┌─ EXTRACT

Try Dremio’s Interactive Demo

Explore this interactive demo and see how Dremio's Intelligent Lakehouse enables Agentic AI

Setup

from pyspark.sql import SparkSession

spark = SparkSession.builder \
    .appName("Iceberg Python") \
    .config("spark.jars.packages", "org.apache.iceberg:iceberg-spark-runtime-3.5_2.12:1.5.0") \
    .config("spark.sql.extensions", "org.apache.iceberg.spark.extensions.IcebergSparkSessionExtensions") \
    .config("spark.sql.catalog.iceberg", "org.apache.iceberg.spark.SparkCatalog") \
    .config("spark.sql.catalog.iceberg.type", "hadoop") \
    .config("spark.sql.catalog.iceberg.warehouse", "s3://warehouse/") \
    .getOrCreate()

Read and Write

# Read an Iceberg table into a DataFrame
df = spark.table("iceberg.db.orders")

# Write DataFrame as a new Iceberg table
df.writeTo("iceberg.db.orders_copy").create()

# Append data
df.writeTo("iceberg.db.orders").append()

# Overwrite with dynamic partition overwrite
df.writeTo("iceberg.db.orders").overwritePartitions()

Time Travel

# Read a specific snapshot
df = spark.read.option("snapshot-id", 123456789) \
    .format("iceberg").load("iceberg.db.orders")

# Read at a specific timestamp
df = spark.read.option("as-of-timestamp", "1710500000000") \
    .format("iceberg").load("iceberg.db.orders")

Table Maintenance

# Compaction
spark.sql("CALL iceberg.system.rewrite_data_files(table => 'db.orders')")

# Expire snapshots
spark.sql("CALL iceberg.system.expire_snapshots(table => 'db.orders', older_than => TIMESTAMP '2024-01-01')")

When to Use PySpark

  • Large-scale ETL (terabyte+ datasets)
  • ML feature engineering with Spark MLlib
  • Complex transformations requiring distributed processing
  • When you need full Iceberg DDL/DML support from Python

Approach 2: PyIceberg

PyIceberg is a standalone Python library for working with Iceberg tables without Spark. It connects directly to Iceberg catalogs and provides native Python APIs for table operations.

Installation

pip install pyiceberg[s3fs,pandas]

Configuration

from pyiceberg.catalog import load_catalog

catalog = load_catalog("default", **{
    "type": "rest",
    "uri": "http://localhost:8181",
    "s3.endpoint": "http://minio:9000",
    "s3.access-key-id": "admin",
    "s3.secret-access-key": "password"
})

Table Operations

# List tables
tables = catalog.list_tables("db")

# Load a table
table = catalog.load_table("db.orders")

# Read into a Pandas DataFrame
df = table.scan().to_pandas()

# Read with filters (predicate pushdown)
from pyiceberg.expressions import GreaterThan
df = table.scan(
    row_filter=GreaterThan("amount", 100.0),
    selected_fields=("order_id", "amount", "region")

└─
┌─ DATASET CONTENT

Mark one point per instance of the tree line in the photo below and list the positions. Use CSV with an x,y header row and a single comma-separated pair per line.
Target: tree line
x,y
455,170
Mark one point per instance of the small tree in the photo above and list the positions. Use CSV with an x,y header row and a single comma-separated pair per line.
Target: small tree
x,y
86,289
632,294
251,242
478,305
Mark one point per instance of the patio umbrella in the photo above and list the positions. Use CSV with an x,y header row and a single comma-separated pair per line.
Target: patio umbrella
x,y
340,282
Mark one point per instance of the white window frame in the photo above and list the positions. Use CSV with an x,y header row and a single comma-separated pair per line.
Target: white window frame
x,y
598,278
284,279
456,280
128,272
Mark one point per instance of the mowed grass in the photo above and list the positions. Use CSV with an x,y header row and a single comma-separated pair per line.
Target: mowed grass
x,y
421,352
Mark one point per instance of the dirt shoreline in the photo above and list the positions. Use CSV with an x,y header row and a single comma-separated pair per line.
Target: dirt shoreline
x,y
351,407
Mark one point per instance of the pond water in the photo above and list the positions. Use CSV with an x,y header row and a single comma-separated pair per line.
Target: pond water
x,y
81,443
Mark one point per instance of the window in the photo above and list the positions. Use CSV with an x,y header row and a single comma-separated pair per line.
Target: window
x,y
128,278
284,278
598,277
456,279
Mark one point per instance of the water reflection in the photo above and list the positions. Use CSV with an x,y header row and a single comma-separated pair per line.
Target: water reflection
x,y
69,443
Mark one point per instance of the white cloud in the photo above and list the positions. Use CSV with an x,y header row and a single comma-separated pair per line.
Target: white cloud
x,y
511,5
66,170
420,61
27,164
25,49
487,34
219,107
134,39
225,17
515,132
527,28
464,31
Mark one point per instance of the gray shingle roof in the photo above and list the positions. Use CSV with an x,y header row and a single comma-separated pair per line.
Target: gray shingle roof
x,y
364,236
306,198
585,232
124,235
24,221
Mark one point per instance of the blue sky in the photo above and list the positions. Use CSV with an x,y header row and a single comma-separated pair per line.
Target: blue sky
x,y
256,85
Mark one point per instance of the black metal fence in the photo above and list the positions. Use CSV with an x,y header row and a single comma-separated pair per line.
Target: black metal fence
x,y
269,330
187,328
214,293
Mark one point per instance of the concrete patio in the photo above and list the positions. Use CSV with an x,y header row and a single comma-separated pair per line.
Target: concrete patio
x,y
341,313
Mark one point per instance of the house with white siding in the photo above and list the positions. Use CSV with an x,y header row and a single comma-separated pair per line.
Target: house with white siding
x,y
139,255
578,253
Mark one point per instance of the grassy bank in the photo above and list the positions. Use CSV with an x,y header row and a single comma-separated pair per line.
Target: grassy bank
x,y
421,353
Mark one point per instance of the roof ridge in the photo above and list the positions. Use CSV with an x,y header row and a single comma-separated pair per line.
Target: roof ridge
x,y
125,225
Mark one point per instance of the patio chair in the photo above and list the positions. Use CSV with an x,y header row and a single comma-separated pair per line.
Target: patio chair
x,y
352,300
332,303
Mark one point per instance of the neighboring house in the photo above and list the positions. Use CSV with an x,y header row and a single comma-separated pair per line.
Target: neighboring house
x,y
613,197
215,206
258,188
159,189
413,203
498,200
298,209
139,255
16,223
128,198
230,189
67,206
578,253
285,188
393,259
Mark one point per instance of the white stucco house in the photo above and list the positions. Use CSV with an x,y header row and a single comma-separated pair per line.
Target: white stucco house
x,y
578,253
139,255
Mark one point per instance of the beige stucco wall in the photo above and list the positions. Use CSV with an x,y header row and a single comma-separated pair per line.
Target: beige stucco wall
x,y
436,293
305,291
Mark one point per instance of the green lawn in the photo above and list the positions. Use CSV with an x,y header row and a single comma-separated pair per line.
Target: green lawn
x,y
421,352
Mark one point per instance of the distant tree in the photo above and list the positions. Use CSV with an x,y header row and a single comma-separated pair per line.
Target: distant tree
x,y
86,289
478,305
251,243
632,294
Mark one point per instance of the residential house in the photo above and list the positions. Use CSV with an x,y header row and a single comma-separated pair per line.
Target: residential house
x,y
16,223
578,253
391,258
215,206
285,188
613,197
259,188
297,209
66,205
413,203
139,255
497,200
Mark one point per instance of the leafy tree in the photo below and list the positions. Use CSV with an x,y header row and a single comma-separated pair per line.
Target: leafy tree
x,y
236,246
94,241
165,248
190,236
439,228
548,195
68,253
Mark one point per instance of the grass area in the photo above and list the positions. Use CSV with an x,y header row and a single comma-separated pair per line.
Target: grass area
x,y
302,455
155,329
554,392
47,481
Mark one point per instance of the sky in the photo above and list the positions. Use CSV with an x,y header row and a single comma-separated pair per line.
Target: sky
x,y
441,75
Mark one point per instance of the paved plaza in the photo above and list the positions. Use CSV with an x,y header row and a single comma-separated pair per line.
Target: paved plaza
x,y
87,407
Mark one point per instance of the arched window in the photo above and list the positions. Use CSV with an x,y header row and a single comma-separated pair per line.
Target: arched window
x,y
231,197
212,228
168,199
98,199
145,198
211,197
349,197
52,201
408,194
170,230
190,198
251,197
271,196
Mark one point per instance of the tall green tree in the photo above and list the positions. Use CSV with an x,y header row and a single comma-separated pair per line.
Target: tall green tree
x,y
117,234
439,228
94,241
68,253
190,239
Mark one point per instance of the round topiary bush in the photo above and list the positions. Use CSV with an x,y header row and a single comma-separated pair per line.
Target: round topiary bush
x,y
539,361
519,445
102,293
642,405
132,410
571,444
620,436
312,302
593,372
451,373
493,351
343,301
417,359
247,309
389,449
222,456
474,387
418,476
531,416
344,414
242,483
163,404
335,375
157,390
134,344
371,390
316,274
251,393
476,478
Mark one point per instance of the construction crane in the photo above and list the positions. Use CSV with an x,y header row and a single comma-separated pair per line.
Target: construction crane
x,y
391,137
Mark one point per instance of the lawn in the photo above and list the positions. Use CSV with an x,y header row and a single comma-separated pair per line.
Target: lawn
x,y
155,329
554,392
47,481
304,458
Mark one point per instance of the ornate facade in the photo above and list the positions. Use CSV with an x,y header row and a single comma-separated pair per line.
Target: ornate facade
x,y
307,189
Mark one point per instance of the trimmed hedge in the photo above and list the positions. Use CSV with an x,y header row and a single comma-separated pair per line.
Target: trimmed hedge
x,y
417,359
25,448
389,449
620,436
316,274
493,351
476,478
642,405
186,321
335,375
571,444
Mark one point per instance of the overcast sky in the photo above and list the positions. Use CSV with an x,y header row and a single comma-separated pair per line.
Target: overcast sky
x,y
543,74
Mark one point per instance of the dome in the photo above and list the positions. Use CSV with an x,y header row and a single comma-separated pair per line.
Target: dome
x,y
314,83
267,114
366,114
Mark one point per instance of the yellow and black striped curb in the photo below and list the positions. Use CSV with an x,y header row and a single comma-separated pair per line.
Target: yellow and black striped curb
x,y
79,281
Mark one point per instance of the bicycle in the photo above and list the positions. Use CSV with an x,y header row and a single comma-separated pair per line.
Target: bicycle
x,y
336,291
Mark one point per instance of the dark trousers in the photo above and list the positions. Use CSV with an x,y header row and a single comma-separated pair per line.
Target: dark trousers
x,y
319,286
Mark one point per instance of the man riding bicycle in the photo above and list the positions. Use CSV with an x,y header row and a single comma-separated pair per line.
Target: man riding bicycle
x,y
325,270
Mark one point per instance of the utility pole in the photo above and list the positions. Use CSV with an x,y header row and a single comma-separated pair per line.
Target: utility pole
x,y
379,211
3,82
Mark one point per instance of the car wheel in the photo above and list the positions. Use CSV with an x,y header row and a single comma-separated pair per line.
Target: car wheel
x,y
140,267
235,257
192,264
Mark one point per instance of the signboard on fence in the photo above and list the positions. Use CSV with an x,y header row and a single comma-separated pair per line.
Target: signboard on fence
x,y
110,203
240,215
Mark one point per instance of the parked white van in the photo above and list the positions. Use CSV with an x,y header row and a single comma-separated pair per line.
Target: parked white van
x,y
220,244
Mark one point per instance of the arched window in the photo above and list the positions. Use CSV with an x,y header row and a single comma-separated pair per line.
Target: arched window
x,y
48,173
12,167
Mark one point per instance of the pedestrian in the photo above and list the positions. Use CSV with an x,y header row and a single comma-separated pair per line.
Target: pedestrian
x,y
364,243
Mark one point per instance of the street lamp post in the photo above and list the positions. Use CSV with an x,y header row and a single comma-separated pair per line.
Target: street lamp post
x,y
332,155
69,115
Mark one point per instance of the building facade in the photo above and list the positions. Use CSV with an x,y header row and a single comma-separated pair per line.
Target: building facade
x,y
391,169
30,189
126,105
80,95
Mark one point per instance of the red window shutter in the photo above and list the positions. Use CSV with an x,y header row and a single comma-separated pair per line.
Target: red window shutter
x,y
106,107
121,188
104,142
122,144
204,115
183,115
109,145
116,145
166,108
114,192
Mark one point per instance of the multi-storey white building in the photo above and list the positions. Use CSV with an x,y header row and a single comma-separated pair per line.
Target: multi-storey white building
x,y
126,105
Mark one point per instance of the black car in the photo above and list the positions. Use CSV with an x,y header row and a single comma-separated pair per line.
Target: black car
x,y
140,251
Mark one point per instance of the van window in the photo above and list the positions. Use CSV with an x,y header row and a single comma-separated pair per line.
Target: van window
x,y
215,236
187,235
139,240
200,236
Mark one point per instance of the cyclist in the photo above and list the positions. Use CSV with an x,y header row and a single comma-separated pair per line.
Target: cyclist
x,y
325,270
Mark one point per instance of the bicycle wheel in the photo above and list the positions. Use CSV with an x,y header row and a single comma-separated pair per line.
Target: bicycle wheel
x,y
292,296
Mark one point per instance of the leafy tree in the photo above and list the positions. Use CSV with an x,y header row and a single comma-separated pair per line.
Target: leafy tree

└─

_WHAT THIS TASK INVOLVES_: Which configuration keys does the Iceberg guide pass to `.config` in its Setup code? Work only from the Iceberg guide.

_RESULT BELOW_:
- spark.jars.packages
- spark.sql.extensions
- spark.sql.catalog.iceberg
- spark.sql.catalog.iceberg.type
- spark.sql.catalog.iceberg.warehouse